## Problem description
Below is a listing; write it out exactly and drop any images from it.
_ _ _
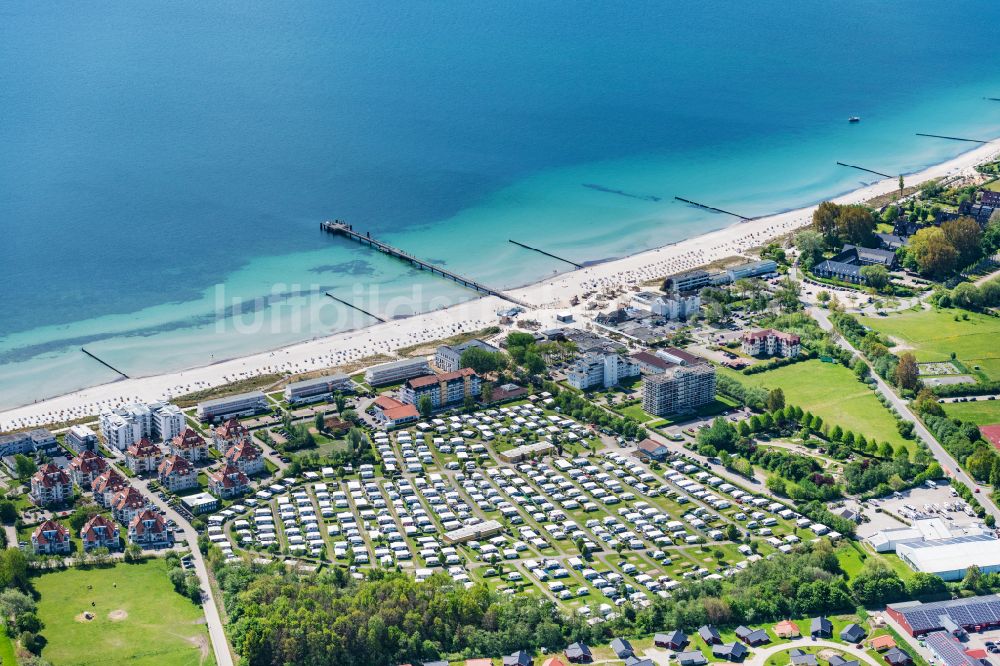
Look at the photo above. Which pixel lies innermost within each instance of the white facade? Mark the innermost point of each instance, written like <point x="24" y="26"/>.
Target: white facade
<point x="168" y="422"/>
<point x="595" y="369"/>
<point x="119" y="431"/>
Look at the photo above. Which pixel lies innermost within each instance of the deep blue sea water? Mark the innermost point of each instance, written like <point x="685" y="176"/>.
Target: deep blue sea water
<point x="154" y="151"/>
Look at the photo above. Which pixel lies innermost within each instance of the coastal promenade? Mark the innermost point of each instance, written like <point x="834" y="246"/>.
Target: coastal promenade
<point x="550" y="297"/>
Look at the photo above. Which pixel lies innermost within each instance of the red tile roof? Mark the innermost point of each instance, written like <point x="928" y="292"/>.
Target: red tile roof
_ _ _
## Result for this exercise
Look at the photo above. Which pixel lies innermost within each instance of the white facade? Mark the innermost point of each instance, written like <point x="24" y="26"/>.
Target: white facade
<point x="168" y="422"/>
<point x="595" y="369"/>
<point x="119" y="431"/>
Look at the photo above. Which pixel lies innermost within each instance of the deep blue sea water? Mark the innermost point of each instance, written like <point x="685" y="176"/>.
Target: deep blue sea water
<point x="154" y="151"/>
Look at the photo above. Which pixel lies innermost within each instance of the coastal promenade? Mark the innermost point of each instance, written like <point x="834" y="246"/>.
Target: coastal promenade
<point x="550" y="297"/>
Look at the photo above. Which pixel lies innermost within each instance of the red tile roof? Mark the innermost point of each instance, written like <point x="928" y="292"/>.
Target: red tile roof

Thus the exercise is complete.